| Exercise details |
Only lines containing the word "surface" belong in the answer; copy each one from the records.

| Items from a data source |
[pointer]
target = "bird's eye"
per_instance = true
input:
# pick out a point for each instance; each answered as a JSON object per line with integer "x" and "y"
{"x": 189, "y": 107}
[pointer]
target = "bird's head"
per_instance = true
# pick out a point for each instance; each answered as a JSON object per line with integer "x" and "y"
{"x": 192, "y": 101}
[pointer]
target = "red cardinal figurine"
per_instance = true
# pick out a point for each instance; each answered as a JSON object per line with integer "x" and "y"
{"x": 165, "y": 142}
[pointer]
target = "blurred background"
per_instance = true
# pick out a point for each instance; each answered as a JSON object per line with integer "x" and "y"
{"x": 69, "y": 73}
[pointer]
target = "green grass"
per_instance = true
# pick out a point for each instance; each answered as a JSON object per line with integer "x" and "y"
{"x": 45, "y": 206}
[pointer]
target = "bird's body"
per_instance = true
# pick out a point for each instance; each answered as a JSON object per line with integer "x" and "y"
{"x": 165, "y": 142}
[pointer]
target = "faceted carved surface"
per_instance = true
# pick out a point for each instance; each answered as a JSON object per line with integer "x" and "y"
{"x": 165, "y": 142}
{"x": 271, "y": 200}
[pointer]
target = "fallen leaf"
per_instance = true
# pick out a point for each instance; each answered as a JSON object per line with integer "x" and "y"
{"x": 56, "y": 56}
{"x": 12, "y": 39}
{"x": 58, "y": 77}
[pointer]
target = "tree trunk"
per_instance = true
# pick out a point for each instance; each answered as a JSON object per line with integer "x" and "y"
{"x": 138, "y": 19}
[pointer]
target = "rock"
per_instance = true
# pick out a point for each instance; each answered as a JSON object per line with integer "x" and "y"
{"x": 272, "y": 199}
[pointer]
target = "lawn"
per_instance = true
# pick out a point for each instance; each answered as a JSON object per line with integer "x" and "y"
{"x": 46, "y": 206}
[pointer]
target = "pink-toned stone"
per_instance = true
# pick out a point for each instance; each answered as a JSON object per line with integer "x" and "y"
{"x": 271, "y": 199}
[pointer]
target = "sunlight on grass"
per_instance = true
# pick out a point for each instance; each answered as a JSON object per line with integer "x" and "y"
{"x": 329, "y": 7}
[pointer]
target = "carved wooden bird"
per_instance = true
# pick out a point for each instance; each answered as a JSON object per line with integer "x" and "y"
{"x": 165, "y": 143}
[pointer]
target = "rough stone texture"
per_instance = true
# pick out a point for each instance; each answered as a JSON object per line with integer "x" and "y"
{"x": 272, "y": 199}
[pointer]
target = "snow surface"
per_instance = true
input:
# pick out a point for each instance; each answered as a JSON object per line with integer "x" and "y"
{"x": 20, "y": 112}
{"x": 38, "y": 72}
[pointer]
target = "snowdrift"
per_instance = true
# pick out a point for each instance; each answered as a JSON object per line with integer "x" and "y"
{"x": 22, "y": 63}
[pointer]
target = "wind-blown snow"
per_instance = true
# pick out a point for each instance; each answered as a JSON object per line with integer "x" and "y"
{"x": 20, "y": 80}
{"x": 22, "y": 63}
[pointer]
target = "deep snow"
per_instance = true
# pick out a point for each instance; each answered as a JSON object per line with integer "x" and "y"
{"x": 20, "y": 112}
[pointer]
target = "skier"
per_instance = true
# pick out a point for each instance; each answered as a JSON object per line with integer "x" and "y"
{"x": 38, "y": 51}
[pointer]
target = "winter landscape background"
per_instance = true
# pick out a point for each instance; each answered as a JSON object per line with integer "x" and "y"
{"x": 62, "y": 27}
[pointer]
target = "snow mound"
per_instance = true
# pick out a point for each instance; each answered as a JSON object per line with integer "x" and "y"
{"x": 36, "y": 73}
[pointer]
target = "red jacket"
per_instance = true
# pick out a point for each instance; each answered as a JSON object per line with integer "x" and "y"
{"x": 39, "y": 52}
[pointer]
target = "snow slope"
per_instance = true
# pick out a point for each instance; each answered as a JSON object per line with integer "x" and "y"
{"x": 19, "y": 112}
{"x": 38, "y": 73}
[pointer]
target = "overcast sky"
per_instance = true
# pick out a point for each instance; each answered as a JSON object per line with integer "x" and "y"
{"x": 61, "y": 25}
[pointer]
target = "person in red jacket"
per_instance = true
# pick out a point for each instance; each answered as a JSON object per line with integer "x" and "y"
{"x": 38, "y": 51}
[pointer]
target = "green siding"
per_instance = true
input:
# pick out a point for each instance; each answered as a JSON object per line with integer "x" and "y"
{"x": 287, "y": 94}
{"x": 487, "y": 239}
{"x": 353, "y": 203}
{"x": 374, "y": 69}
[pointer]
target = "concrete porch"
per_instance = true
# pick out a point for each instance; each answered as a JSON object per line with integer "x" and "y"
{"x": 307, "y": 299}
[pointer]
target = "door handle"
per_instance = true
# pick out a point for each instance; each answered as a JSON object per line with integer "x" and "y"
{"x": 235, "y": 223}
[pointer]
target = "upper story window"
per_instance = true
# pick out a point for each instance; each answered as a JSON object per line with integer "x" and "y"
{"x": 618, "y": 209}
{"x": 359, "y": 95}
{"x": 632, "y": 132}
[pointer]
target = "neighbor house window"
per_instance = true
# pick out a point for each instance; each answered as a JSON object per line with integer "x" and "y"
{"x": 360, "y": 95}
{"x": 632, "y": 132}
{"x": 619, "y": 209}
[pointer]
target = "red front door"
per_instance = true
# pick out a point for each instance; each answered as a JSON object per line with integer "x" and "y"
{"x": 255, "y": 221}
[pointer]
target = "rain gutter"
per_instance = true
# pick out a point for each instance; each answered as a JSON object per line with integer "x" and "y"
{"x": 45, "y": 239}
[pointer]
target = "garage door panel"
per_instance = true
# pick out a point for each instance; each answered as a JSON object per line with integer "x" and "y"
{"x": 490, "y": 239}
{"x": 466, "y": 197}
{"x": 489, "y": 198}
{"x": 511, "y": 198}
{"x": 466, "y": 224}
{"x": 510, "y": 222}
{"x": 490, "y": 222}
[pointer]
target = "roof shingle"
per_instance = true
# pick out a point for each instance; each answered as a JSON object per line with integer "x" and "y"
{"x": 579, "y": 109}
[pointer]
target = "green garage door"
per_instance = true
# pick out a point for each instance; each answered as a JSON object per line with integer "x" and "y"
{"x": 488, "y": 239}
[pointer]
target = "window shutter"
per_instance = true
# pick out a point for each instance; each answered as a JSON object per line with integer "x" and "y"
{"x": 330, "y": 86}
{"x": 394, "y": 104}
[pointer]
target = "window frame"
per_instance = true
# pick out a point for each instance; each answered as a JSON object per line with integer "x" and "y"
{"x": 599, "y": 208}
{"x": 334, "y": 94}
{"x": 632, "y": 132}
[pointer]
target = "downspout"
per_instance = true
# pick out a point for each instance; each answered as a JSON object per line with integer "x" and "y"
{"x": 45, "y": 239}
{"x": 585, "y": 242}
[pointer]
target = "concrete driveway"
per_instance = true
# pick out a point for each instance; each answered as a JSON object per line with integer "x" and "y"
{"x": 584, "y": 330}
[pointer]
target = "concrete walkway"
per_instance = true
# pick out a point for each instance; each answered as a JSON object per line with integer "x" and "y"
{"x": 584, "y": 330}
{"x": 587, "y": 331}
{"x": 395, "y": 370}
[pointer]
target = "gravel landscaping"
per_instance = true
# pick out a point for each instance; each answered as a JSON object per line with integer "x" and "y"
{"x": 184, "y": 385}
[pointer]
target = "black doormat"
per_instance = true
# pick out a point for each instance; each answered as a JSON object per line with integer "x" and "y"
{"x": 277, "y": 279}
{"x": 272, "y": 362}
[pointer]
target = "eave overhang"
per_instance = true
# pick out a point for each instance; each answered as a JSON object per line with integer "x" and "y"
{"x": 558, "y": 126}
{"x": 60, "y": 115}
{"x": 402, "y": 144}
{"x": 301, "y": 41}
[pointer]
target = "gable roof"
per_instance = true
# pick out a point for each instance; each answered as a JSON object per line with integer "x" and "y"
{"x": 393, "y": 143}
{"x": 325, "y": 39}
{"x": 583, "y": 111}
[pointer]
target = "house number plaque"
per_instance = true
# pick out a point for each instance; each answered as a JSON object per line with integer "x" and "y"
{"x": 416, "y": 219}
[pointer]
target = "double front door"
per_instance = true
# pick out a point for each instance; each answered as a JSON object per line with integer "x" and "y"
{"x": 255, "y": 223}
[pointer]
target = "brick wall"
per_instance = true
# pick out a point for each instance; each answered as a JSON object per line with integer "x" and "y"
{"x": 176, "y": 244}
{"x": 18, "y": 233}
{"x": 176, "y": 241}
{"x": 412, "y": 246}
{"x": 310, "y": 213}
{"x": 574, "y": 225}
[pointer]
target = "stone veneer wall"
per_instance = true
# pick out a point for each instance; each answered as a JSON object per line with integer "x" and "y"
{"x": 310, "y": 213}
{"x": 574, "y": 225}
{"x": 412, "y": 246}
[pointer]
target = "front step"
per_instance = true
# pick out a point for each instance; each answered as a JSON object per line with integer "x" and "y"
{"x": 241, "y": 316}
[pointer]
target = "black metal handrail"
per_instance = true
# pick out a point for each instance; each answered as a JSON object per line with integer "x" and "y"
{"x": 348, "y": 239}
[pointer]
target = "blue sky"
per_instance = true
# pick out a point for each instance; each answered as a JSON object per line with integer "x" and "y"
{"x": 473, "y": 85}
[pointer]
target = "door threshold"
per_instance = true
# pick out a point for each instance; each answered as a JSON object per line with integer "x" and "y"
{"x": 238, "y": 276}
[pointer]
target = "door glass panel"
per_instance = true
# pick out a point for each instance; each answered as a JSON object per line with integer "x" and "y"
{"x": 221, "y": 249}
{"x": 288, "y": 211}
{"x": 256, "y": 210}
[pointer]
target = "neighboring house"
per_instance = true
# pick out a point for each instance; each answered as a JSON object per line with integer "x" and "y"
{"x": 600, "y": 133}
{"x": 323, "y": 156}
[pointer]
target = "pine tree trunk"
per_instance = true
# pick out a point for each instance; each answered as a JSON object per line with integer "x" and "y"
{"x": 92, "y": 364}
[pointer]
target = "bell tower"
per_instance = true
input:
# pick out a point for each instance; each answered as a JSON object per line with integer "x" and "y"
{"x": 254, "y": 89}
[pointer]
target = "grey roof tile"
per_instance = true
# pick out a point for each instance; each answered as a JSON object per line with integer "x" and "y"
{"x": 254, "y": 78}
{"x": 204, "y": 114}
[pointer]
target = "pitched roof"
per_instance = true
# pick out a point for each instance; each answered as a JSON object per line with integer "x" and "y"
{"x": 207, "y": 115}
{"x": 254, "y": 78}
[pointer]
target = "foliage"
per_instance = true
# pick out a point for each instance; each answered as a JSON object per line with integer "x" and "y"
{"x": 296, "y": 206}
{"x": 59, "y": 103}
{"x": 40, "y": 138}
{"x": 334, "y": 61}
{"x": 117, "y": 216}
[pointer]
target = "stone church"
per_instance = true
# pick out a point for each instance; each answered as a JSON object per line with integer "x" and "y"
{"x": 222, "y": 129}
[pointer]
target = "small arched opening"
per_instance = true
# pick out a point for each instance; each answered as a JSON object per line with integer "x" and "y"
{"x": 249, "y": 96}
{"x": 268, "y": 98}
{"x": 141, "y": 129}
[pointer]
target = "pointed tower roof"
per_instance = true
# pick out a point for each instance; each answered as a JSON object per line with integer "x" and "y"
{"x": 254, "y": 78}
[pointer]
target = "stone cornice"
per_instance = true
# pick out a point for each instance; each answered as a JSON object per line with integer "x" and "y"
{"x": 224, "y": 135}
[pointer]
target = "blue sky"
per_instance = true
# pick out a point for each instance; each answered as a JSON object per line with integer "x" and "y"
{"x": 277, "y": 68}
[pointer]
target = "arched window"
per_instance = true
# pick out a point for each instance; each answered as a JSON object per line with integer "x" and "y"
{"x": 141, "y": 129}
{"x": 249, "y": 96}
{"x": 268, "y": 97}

| Solution to the exercise |
target = "faceted carved surface"
target = "snow surface"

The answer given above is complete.